• _DIRECTIVE_
Write out the full set of records exactly. Any pictures in them do not belong in the copy.

Start

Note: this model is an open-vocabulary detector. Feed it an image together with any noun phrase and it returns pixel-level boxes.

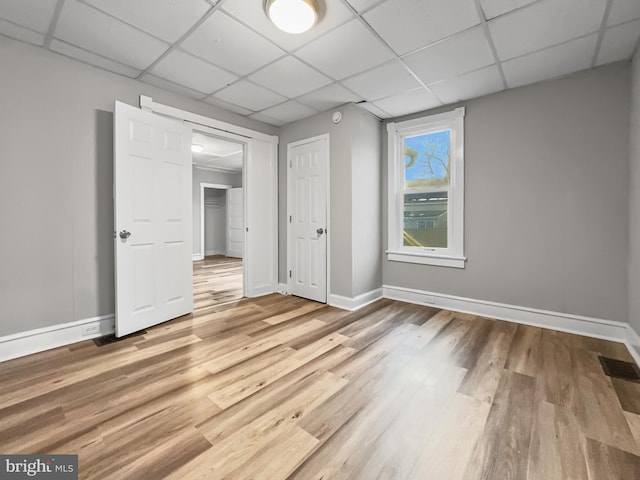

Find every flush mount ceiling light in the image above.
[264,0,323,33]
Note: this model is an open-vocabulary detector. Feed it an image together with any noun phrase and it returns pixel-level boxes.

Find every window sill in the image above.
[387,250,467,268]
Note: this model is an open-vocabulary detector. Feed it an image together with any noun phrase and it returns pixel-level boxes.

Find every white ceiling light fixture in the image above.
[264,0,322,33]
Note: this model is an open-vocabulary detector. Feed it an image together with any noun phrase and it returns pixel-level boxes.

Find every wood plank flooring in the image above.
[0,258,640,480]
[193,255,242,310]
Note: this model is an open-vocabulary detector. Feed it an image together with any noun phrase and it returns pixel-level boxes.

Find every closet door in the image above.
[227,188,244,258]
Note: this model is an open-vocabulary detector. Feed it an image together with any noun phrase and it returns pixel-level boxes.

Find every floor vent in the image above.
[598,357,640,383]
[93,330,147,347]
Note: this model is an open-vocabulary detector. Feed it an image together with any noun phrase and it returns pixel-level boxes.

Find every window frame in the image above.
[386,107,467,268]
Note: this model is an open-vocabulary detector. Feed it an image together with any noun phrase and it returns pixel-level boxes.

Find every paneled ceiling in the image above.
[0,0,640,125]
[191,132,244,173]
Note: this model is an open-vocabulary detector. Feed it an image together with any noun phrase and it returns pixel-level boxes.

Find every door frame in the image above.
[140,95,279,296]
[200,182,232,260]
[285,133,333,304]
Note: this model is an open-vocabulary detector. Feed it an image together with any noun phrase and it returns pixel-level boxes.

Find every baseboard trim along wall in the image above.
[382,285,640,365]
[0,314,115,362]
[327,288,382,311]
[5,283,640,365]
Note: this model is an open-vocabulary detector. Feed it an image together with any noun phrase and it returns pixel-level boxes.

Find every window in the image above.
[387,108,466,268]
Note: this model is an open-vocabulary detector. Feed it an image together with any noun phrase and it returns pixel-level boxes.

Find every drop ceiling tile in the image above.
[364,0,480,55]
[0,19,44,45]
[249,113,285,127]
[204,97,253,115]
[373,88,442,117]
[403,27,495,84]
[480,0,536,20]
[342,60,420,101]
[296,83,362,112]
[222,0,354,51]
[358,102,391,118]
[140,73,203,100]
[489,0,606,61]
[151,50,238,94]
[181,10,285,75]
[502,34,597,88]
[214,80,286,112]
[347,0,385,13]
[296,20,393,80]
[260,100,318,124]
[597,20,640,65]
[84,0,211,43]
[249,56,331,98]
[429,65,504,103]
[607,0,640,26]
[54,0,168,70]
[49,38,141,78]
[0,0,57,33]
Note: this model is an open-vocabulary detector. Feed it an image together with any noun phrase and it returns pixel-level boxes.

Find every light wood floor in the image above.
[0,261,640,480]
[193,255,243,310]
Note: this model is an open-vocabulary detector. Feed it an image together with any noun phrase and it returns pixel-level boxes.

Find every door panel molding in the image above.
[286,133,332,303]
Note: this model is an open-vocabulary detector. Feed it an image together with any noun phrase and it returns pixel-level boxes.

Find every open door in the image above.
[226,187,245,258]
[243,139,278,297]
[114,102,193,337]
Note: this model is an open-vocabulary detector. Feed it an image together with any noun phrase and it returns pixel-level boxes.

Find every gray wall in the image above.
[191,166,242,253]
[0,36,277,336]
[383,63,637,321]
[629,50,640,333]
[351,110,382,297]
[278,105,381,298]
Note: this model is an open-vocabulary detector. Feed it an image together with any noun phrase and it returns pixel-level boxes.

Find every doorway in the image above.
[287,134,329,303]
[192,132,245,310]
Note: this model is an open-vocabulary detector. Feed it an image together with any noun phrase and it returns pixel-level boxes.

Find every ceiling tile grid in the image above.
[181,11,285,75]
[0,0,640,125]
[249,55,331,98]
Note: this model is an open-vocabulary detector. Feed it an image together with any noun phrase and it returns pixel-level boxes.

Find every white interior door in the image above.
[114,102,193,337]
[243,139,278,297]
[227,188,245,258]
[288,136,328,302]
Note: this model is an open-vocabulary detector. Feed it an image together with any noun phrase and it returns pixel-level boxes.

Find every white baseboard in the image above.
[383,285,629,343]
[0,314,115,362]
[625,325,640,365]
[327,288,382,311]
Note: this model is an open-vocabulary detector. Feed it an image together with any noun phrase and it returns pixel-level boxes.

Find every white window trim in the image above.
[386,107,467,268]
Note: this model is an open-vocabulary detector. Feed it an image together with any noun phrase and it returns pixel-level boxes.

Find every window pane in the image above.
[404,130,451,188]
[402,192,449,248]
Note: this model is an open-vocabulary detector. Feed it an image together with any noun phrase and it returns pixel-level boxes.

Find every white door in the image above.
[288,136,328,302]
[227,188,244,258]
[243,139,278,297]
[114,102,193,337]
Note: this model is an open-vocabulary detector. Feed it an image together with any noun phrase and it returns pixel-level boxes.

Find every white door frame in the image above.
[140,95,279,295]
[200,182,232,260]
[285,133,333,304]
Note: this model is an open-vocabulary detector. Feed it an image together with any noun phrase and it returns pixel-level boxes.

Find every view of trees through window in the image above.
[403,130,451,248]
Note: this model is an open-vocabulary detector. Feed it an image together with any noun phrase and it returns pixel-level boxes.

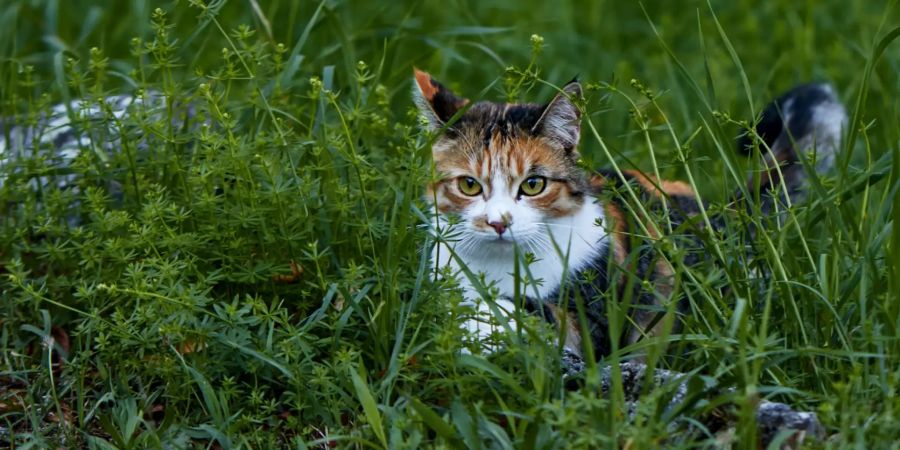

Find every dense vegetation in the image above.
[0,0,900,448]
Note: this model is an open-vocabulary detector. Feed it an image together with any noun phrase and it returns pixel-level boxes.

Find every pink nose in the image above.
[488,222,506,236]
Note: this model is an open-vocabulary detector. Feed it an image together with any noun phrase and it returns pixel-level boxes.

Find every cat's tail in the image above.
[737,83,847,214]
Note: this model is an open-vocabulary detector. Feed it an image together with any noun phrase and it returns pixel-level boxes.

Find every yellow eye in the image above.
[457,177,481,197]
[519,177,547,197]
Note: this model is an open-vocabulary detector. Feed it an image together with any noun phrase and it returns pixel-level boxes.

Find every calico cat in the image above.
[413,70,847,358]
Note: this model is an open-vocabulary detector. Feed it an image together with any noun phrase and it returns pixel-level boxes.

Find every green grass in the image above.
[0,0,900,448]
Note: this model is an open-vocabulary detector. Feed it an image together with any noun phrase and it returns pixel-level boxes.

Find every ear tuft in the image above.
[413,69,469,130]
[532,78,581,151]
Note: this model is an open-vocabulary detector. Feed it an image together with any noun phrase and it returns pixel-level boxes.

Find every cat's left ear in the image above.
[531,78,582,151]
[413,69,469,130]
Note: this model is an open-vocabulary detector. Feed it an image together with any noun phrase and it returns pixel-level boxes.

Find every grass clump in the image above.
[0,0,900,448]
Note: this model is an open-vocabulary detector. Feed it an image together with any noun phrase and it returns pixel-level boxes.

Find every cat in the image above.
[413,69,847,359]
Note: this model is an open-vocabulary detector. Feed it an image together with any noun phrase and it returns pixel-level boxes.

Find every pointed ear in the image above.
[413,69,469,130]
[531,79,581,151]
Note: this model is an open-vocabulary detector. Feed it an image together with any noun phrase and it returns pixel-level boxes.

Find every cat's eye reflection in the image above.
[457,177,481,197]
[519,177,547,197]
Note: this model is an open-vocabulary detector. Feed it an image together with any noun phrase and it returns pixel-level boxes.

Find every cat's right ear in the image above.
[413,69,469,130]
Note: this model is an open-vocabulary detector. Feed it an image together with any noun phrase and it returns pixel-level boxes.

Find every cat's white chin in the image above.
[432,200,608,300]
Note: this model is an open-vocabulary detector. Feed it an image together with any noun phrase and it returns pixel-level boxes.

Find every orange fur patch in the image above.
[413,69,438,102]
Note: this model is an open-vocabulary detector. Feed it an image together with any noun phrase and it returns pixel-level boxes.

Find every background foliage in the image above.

End

• _RESULT BELOW_
Note: this model is an open-vocabulary detector. Feed it an image together with any noun phrase and it returns pixel-level boxes.


Find every flush mount ceiling light in the image above.
[264,0,323,33]
Note: this model is an open-vocabulary detector. Feed it an image together with any noun phrase and it returns pixel-level boxes.

Find every window sill in the image above.
[387,250,467,268]
Note: this model is an open-vocabulary detector. Feed it an image together with any noun phrase and it returns pixel-level boxes.

Find every white ceiling light fixture in the image above.
[264,0,322,33]
Note: this model is an open-vocabulary detector. Feed it an image together with any noun phrase and it returns pixel-level boxes.

Find every wood plank flooring in the image above.
[0,258,640,480]
[193,255,242,310]
Note: this model is an open-vocabulary detector. Feed it an image together with any noun phrase and it returns pixel-level boxes.

Find every closet door in the image above.
[227,188,244,258]
Note: this model is an open-vocabulary detector. Feed it an image together with any noun phrase and it returns pixel-level boxes.

Find every floor vent in the image above.
[598,357,640,383]
[93,330,147,347]
Note: this model is an open-vocabulary detector. Feed it an image together with any noun phrase and it returns pixel-level boxes.

Find every window frame in the image above.
[386,107,467,268]
Note: this model is an open-vocabulary detector. Feed it an image together with any noun phrase and it returns pixel-level boxes.

Find every paneled ceiling in the image above.
[0,0,640,125]
[191,132,244,173]
Note: this model is an open-vocabulary detector. Feed it an image together with any noun phrase and it returns pixel-level boxes.

Find every door frame in the image above.
[140,95,279,296]
[200,182,232,260]
[285,133,333,304]
Note: this model is an open-vocabulary detector. Feed it an image together with any noun phrase and it returns pixel-level boxes.

Find every baseboard trim along wall in the image above.
[382,285,640,365]
[0,314,115,362]
[327,288,382,311]
[5,283,640,365]
Note: this model is an open-vocabulary detector. Feed it an image together with any noun phrase and it returns pixel-level boxes.

Find every window in the image above.
[387,108,466,268]
Note: this model is an open-vocabulary detector. Feed it an image together with any noun phrase and it returns pixel-level boxes.

Find every drop ceiling tile in the image above.
[364,0,480,55]
[0,19,44,45]
[249,113,285,127]
[204,97,253,115]
[373,88,442,117]
[403,27,495,84]
[480,0,536,20]
[342,60,420,101]
[296,83,362,112]
[222,0,354,51]
[358,102,391,118]
[140,73,203,100]
[489,0,606,61]
[151,50,238,94]
[181,10,285,75]
[502,34,597,88]
[214,80,286,112]
[347,0,385,13]
[296,20,393,80]
[260,100,318,124]
[597,20,640,65]
[84,0,211,43]
[249,56,331,98]
[429,65,504,103]
[607,0,640,26]
[54,0,168,70]
[49,38,141,78]
[0,0,57,33]
Note: this model is an open-vocabulary detector. Feed it an image together with any noun phrase and it returns pixel-level boxes.

Find every light wood floor in the image above.
[0,261,640,480]
[193,255,243,310]
Note: this model is an open-vocabulary detector. Feed it an image together with any noun phrase and it returns pixel-level boxes.

Find every door panel molding in the image above.
[286,133,332,303]
Note: this model is an open-vocabulary detector. Feed it an image together with any noun phrase and it returns pixel-level boxes.

Find every open door in the image above.
[226,187,245,258]
[243,139,278,297]
[114,102,193,337]
Note: this model is an open-vocabulary detector. Feed it an image together with any noun phrase and it returns pixel-level boxes.

Find every gray wall in the image above.
[191,166,242,253]
[0,36,277,336]
[383,63,637,321]
[629,50,640,333]
[351,110,382,297]
[278,105,381,298]
Note: this model is an open-vocabulary detector. Feed it an image together with any noun phrase and it returns pixel-level boxes.

Find every doorway in the image above.
[287,134,329,303]
[192,132,245,310]
Note: this model is an open-vocabulary detector. Feed it an image together with any noun phrase and it returns pixel-level boxes.

Find every ceiling tile grid in the image above.
[181,11,285,75]
[0,0,640,125]
[249,55,331,98]
Note: this model is an open-vocabulary detector. Feed it an image together with any noun phrase and it returns pixel-level boxes.

Find every white interior door in the image above.
[114,102,193,337]
[243,139,278,297]
[227,188,245,258]
[288,136,328,302]
Note: this model is an open-vocabulary detector. Feed it an image together with any noun phrase and it returns pixel-level boxes.

Find every white baseboard in the image above.
[383,285,629,343]
[0,314,115,362]
[625,325,640,365]
[327,288,382,311]
Note: this model is an open-vocabulary detector. Feed it an image together with any noun phrase and it returns pixel-level boxes.

Find every white window trim in the image above.
[386,107,467,268]
Note: this model is an open-vocabulary detector. Feed it an image together with any noun phrase and it returns pixel-level boxes.

Find every window pane in the image above.
[404,130,451,188]
[402,192,449,248]
Note: this model is an open-vocabulary detector. Feed it an image together with any noun phrase and it returns pixel-level boxes.

Find every white door in the image above.
[288,136,328,302]
[227,188,244,258]
[243,139,278,297]
[114,102,193,337]
Note: this model is an open-vocabulary detector. Feed it an image together with any noun phrase and it returns pixel-level boxes.

Find every white door frame in the image above.
[140,95,279,295]
[200,182,232,260]
[285,133,333,304]
Note: this model is an open-vocabulary detector. Feed it an image together with any noun phrase and it returns pixel-level boxes.

Find every view of trees through window in the image above.
[403,130,451,248]
Note: this model is an open-vocabulary detector. Feed it an image together with any noun phrase and it returns pixel-level boxes.


Find every dense vegetation in the image above.
[0,0,900,448]
Note: this model is an open-vocabulary detector. Feed it an image together with any noun phrase and it returns pixel-level boxes.

Find every pink nose in the image above.
[488,222,506,236]
Note: this model is an open-vocabulary detector. Feed it an image together with any noun phrase and it returns pixel-level boxes.

Find every cat's tail in the image above.
[737,83,847,214]
Note: this model is an open-vocabulary detector. Feed it an image together with any noun phrase and it returns pixel-level boxes.

Find every yellow eye in the image above.
[457,177,481,197]
[519,177,547,197]
Note: this model is an open-vocabulary detector. Feed it an image together with any noun phrase and it returns pixel-level boxes.

Find every calico cat in the image above.
[413,70,847,358]
Note: this model is an open-vocabulary detector. Feed it an image together with any noun phrase and it returns pixel-level boxes.

Find every green grass in the image above.
[0,0,900,448]
Note: this model is an open-vocabulary detector. Feed it an image together with any noun phrase and it returns pixel-level boxes.

Find every ear tuft in the image above.
[413,69,469,130]
[532,78,581,151]
Note: this model is an open-vocabulary detector. Feed it an image together with any noun phrase and it returns pixel-level boxes.

Find every cat's left ear in the image above.
[531,78,582,151]
[413,69,469,130]
Note: this model is an open-vocabulary detector. Feed it an image together with any noun phrase and it returns pixel-level boxes.

Find every grass clump in the image above.
[0,0,900,448]
Note: this model is an open-vocabulary detector. Feed it an image together with any noun phrase and it returns pixel-level boxes.

Find every cat in the image above.
[413,69,847,359]
Note: this model is an open-vocabulary detector. Feed it an image together with any noun phrase and it returns pixel-level boxes.

Find every pointed ear in the image above.
[413,69,469,130]
[531,79,581,151]
Note: this model is an open-vocabulary detector. Feed it an image together with any noun phrase and it returns pixel-level boxes.

Find every cat's eye reflection in the image above.
[457,177,481,197]
[519,177,547,197]
Note: this model is an open-vocabulary detector. Feed it an image together with any noun phrase and it returns pixel-level boxes.

Find every cat's right ear in the image above.
[413,69,469,130]
Note: this model is an open-vocabulary detector. Feed it an image together with any noun phrase and it returns pixel-level boxes.

Find every cat's white chin in the image above.
[432,200,608,300]
Note: this model is an open-vocabulary detector. Feed it an image together with any noun phrase and it returns pixel-level boxes.

Find every orange fur patch in the image above.
[413,69,438,102]
Note: this model is an open-vocabulary detector. Feed it an image together with any noun phrase and it returns pixel-level boxes.

Find every background foliage in the image above.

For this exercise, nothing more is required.